• **Exercise requirements**: Pull out every line below containing the word "water".

• **Records shown**:
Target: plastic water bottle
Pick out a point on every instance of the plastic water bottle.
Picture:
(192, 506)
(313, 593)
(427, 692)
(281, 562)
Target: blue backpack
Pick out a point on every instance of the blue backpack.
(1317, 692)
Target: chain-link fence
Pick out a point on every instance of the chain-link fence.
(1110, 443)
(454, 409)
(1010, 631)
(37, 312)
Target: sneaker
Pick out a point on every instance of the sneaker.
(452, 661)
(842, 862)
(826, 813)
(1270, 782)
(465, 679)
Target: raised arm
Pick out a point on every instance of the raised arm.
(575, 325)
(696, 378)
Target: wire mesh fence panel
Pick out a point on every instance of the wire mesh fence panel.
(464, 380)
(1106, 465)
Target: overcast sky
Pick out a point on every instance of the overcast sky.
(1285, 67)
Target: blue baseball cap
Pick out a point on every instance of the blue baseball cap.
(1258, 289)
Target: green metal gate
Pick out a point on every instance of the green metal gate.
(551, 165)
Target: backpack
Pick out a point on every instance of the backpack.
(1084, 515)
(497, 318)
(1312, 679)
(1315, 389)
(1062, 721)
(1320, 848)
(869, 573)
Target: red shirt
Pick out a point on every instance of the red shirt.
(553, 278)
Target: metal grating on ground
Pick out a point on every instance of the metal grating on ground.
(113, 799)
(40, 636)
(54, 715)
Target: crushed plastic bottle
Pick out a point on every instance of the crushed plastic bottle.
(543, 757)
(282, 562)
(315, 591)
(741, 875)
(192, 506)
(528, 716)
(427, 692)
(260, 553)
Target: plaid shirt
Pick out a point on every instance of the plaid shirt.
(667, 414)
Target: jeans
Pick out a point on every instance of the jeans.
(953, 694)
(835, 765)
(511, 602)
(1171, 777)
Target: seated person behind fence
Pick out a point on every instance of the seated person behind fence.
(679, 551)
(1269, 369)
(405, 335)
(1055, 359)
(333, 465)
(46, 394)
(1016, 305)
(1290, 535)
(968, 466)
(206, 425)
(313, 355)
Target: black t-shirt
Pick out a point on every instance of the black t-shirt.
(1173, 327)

• **Response box**:
Target: plastic water bottle
Pick out a point on every instance of the plastic water bottle.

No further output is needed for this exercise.